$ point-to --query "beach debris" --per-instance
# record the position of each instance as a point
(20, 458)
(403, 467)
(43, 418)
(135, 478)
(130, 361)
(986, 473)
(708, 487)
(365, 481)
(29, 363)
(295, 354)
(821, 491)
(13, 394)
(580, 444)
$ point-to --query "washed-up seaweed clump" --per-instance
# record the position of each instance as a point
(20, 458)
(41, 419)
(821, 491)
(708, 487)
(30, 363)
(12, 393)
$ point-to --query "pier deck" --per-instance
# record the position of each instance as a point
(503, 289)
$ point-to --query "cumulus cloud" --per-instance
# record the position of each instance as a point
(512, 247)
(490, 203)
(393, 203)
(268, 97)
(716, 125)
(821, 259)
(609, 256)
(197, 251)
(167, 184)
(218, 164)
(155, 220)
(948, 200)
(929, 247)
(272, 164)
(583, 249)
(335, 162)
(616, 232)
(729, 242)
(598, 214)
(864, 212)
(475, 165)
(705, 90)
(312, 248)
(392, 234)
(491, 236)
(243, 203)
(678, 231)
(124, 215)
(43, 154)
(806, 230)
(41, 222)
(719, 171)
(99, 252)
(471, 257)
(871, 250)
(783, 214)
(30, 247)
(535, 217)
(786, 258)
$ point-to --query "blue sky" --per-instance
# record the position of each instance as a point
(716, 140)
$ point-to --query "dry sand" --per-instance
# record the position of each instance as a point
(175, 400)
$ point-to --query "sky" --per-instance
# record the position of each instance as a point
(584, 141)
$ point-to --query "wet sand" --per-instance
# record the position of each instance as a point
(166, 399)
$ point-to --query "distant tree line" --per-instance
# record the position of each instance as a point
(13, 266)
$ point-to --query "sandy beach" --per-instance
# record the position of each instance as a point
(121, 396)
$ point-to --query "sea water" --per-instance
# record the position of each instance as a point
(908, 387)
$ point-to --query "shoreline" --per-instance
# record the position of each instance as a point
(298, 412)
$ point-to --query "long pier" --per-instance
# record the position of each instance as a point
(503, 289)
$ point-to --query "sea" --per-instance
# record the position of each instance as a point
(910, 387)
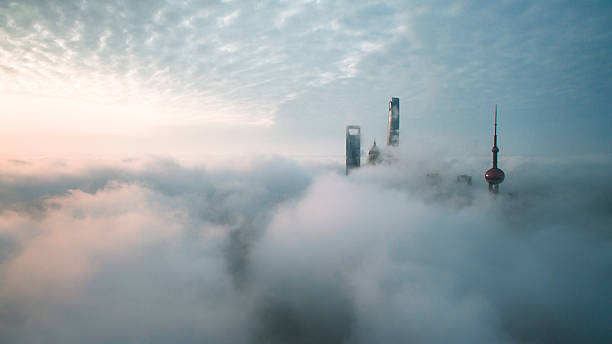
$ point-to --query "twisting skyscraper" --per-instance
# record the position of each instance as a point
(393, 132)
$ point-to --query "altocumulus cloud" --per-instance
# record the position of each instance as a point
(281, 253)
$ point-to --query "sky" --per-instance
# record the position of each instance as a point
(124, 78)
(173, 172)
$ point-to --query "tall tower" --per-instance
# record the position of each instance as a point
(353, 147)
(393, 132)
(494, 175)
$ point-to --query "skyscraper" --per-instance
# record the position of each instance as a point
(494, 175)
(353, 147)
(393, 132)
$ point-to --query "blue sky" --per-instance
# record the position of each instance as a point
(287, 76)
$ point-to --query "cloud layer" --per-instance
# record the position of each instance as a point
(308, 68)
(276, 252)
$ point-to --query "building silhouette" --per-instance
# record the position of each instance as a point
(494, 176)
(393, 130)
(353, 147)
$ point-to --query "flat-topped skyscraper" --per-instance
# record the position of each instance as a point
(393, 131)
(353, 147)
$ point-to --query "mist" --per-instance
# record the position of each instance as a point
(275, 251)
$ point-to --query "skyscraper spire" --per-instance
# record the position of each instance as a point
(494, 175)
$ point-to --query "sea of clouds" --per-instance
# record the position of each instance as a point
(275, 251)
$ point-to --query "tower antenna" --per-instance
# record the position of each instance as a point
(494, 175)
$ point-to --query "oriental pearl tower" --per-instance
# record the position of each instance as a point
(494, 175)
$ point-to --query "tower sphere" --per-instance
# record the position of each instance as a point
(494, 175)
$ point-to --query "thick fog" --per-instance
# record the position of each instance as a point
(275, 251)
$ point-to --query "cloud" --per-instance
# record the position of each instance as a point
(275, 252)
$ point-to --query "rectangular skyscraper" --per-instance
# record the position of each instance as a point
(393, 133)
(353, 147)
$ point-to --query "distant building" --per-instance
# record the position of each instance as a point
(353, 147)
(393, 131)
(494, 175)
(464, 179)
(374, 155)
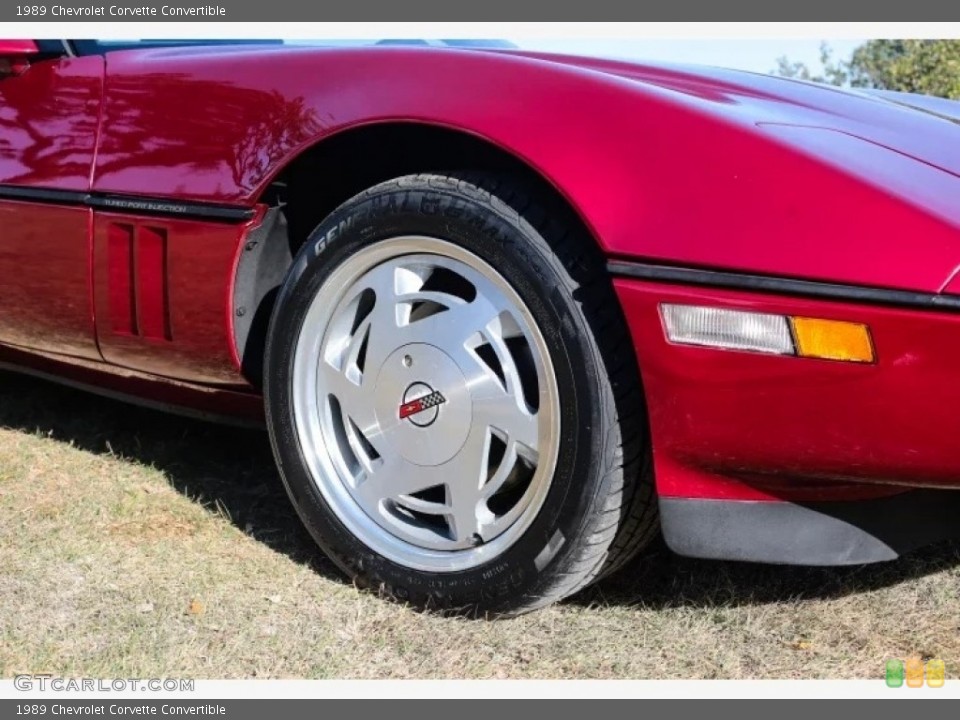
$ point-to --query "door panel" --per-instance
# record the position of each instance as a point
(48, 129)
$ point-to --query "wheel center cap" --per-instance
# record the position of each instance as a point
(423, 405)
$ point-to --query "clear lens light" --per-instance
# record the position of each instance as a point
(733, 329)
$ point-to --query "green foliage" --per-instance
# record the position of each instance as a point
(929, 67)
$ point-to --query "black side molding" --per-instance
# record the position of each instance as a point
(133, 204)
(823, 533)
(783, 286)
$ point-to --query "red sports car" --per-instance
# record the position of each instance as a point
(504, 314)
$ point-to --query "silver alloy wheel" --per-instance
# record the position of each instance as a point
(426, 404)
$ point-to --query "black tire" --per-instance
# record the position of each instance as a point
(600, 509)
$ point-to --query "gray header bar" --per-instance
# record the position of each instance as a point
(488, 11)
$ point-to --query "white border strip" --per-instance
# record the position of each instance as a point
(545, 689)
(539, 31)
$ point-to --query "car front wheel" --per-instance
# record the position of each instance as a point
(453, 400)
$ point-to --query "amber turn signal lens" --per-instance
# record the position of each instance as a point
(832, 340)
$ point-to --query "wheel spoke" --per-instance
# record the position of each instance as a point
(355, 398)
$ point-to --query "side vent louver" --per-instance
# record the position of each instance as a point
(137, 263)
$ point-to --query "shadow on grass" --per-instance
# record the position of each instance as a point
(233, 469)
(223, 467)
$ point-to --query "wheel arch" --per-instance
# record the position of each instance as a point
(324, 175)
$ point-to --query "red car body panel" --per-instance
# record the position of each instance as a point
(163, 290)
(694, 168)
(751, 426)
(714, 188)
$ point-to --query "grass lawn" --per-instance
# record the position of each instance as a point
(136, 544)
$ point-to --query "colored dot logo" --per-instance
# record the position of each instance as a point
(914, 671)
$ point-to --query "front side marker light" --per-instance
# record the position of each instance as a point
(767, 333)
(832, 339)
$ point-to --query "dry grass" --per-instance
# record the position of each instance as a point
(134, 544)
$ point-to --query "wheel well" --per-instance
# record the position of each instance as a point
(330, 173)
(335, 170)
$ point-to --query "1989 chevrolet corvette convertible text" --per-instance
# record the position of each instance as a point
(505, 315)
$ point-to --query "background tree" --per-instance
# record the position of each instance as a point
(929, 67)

★ ★ ★ ★ ★

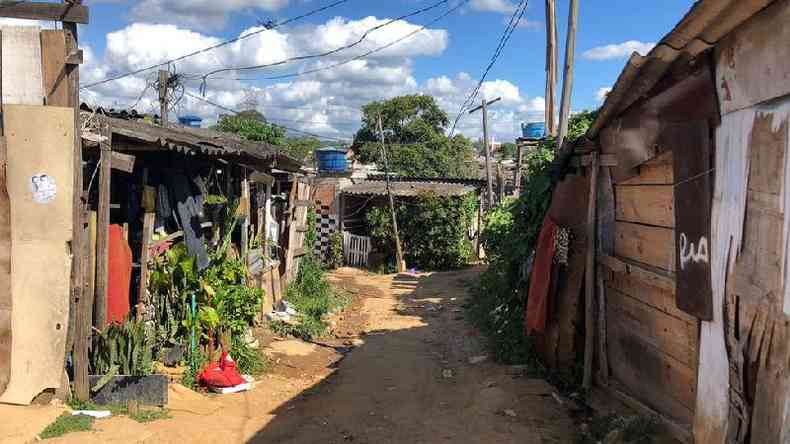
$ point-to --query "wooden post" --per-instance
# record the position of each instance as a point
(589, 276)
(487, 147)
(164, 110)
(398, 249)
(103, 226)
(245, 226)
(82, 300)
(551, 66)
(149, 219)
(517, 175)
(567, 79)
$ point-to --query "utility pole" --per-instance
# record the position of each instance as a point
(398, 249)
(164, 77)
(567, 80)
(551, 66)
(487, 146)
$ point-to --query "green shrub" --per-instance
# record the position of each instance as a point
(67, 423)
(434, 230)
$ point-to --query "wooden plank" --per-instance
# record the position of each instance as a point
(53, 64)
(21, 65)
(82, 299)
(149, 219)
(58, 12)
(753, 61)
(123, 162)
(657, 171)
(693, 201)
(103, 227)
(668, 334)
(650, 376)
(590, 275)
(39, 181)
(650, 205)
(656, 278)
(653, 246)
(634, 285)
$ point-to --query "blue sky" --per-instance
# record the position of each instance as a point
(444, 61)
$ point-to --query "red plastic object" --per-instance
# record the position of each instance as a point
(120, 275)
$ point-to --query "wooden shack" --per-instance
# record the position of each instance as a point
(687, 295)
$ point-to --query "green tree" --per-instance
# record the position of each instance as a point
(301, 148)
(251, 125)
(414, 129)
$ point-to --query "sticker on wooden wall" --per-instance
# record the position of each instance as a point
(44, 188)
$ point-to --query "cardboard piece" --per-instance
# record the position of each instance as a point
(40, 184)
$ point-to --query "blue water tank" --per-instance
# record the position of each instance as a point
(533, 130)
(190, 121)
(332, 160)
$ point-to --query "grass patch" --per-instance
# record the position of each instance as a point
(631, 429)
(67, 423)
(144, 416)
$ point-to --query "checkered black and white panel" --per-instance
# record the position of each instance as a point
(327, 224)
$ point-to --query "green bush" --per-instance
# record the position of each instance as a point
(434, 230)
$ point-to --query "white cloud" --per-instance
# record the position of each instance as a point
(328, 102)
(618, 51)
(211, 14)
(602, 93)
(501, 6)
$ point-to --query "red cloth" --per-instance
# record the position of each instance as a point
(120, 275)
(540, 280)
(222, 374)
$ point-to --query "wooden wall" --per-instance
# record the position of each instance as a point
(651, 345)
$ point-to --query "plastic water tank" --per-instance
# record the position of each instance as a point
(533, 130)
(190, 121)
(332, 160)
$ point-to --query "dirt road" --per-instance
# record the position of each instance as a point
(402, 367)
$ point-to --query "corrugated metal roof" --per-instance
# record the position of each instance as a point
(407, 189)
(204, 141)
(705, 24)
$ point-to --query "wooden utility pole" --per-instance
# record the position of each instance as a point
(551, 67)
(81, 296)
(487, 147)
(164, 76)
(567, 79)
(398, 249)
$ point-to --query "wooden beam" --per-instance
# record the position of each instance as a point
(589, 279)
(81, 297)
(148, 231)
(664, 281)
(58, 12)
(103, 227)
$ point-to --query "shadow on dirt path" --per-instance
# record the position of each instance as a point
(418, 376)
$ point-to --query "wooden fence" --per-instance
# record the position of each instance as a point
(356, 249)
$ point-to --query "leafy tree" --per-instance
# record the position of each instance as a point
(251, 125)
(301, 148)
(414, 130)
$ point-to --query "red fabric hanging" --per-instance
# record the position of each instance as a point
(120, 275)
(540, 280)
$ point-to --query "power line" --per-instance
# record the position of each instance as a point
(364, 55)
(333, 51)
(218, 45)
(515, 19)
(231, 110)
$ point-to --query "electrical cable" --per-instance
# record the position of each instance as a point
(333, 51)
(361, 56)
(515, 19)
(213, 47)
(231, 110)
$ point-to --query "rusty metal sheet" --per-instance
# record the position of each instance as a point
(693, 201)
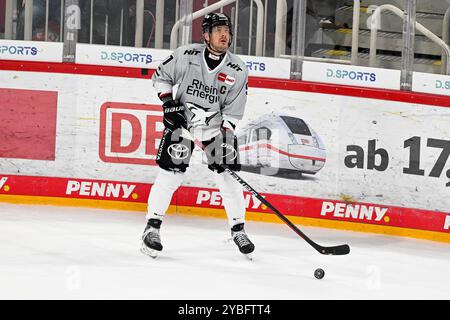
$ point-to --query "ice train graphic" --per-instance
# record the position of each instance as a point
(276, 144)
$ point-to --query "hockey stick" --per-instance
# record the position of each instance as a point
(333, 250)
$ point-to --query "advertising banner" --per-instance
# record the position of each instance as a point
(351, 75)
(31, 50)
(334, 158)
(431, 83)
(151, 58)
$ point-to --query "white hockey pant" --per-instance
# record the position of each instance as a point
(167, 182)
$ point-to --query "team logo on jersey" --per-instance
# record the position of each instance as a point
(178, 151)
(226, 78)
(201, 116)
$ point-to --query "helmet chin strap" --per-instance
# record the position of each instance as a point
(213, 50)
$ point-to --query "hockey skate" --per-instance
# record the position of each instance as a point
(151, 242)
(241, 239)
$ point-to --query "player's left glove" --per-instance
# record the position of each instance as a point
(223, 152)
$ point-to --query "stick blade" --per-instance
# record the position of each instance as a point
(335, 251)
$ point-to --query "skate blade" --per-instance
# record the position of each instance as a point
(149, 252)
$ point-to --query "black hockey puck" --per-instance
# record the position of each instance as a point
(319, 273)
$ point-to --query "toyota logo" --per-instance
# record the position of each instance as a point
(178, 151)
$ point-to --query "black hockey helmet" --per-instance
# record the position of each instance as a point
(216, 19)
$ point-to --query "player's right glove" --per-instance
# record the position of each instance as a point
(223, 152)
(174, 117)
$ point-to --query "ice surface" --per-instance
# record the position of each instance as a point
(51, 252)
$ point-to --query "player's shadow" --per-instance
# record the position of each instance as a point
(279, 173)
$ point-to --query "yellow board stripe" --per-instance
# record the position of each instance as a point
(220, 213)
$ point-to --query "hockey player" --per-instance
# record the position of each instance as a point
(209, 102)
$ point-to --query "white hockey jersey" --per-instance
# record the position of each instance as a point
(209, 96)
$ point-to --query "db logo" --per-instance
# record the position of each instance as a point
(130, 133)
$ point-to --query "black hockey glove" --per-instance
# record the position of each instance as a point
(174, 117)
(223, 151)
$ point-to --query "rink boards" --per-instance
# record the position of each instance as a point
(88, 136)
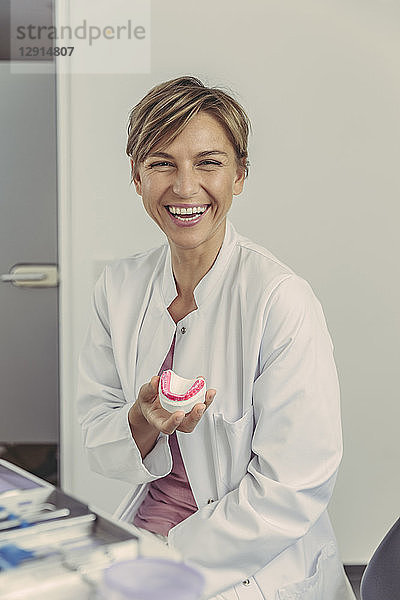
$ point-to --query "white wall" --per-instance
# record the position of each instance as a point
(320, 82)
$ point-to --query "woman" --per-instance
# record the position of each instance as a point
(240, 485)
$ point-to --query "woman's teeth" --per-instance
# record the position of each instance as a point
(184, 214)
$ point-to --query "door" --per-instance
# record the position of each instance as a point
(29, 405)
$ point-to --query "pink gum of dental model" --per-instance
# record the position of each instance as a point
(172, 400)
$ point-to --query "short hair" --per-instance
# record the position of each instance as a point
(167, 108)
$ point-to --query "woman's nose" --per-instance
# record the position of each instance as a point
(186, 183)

★ ★ ★ ★ ★

• **Exercise aim**: Which lines above contain the word "skate"? Copy each of them.

• **Answer to the problem**:
$ point-to --query "hockey skate" --per-instance
$ point-to --query "skate blade" --per-instance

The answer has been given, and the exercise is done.